• _WRITTEN INSTRUCTION_:
Keep only the rows below that contain the string "field", where uppercase and lowercase count as different, and copy each of those rows unchanged.

• _SUPPLIED MATERIAL_:
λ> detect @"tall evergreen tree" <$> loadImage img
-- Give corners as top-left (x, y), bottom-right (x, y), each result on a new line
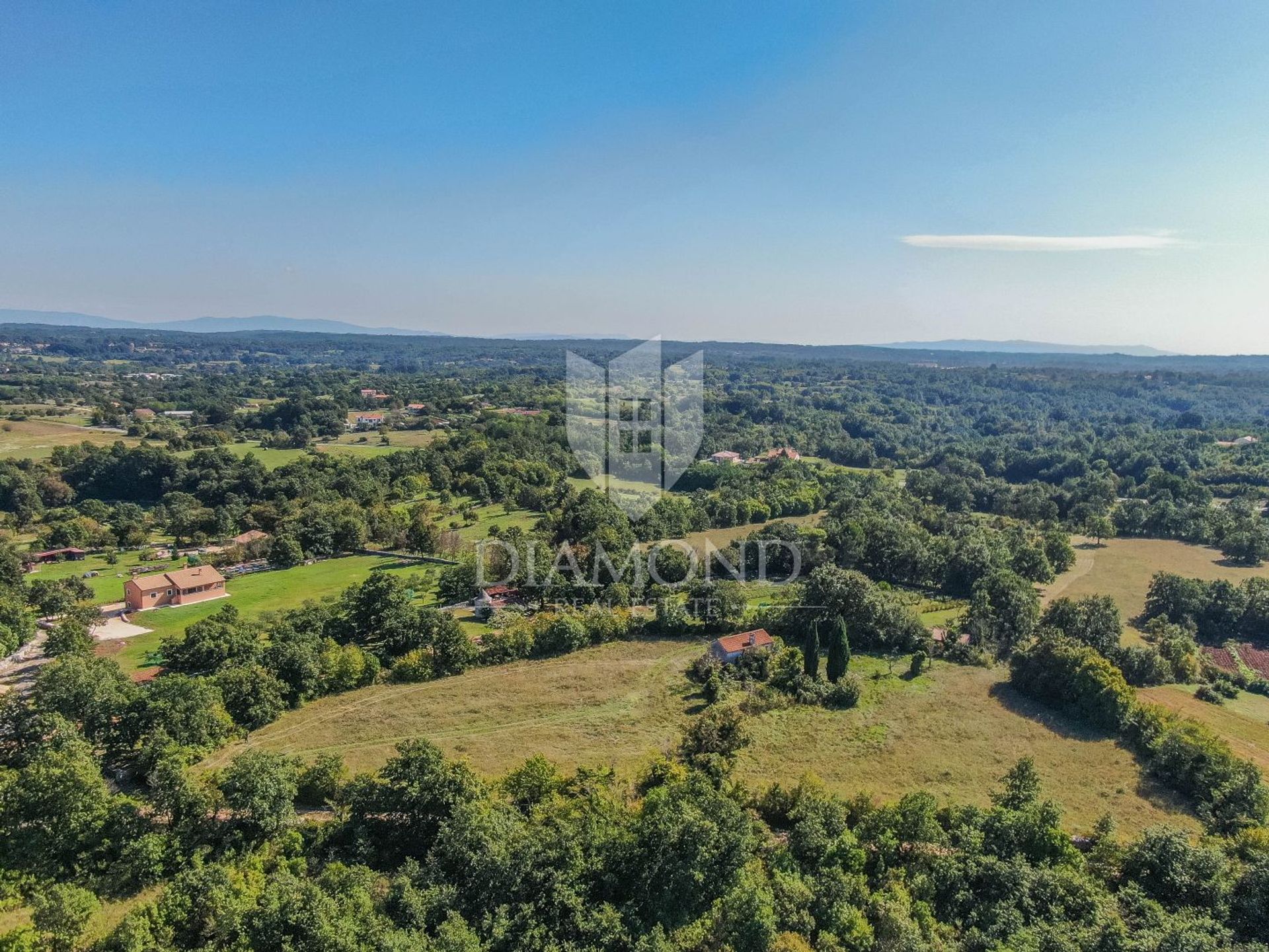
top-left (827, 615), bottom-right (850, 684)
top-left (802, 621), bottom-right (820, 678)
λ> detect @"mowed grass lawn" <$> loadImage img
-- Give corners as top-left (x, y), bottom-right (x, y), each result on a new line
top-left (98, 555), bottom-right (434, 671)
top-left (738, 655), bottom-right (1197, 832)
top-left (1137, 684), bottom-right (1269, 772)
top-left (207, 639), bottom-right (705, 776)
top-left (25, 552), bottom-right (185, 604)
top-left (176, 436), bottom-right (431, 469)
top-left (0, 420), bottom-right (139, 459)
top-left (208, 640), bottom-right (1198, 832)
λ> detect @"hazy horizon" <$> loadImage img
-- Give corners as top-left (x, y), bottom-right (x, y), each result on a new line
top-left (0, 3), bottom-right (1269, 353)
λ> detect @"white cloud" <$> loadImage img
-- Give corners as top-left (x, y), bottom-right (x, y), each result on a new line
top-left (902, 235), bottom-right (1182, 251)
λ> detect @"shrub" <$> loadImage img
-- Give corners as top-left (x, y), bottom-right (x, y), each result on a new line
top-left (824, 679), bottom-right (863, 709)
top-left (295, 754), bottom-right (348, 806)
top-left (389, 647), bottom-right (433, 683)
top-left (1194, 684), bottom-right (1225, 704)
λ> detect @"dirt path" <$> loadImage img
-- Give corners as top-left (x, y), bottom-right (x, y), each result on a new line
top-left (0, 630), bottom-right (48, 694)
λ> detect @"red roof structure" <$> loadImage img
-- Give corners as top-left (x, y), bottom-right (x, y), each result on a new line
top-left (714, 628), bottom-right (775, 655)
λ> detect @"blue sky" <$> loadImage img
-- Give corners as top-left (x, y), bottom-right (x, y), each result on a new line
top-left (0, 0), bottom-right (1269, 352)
--
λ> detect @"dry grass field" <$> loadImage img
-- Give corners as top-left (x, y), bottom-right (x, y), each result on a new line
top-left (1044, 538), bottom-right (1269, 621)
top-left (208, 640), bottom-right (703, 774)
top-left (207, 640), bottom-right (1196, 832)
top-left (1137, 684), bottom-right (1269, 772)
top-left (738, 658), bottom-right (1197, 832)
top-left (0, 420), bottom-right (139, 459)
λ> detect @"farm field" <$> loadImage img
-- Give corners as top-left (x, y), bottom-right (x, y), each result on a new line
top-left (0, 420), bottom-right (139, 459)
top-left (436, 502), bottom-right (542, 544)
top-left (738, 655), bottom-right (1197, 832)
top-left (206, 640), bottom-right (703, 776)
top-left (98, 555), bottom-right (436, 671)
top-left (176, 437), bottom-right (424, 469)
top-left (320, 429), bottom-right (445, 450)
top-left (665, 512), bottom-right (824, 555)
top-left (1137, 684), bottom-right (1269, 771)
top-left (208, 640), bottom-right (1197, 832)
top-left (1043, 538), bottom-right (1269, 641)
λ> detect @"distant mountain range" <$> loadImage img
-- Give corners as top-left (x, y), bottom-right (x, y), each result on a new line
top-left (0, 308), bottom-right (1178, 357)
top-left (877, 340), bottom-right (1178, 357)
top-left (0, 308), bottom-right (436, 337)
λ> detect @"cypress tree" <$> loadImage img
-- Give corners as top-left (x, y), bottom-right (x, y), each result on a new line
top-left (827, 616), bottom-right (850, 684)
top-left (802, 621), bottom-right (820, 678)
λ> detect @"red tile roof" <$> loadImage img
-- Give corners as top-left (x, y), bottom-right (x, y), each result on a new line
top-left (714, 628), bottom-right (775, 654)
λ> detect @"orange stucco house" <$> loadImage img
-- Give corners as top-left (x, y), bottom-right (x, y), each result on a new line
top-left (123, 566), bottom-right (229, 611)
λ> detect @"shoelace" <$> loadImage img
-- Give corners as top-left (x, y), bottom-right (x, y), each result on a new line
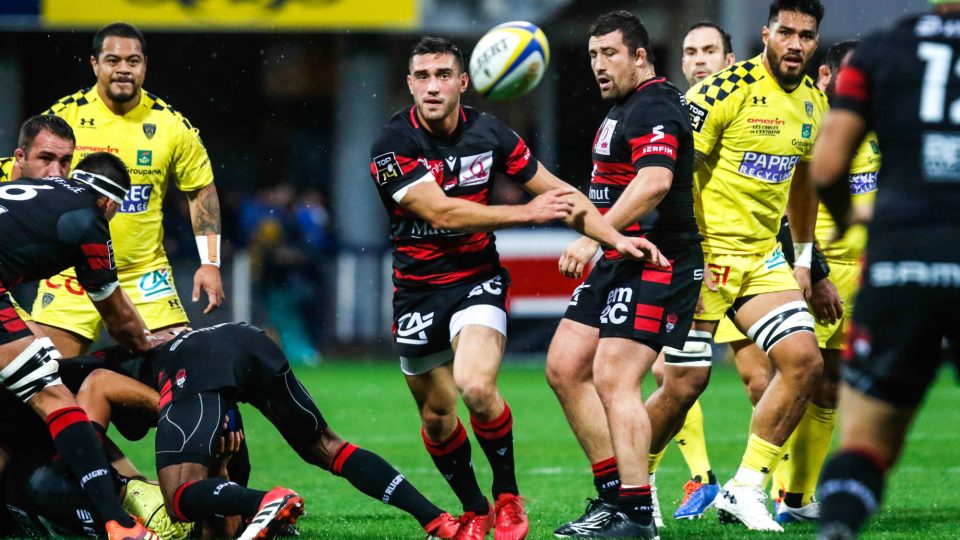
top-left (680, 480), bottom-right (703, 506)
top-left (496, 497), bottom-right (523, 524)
* * *
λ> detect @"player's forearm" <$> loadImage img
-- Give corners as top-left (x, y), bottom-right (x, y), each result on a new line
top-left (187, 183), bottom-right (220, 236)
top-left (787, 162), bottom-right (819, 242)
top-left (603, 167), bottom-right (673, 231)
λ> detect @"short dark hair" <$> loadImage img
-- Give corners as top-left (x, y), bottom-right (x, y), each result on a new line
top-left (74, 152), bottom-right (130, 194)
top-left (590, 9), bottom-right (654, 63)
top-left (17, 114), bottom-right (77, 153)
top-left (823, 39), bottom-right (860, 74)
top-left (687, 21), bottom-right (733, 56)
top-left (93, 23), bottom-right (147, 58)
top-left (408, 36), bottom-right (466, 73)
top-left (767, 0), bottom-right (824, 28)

• _RESPONSE TO THIS TASK_:
λ> detect @"dry grass field" <$> loadImage img
λ> detect @"farm field" <$> loadImage img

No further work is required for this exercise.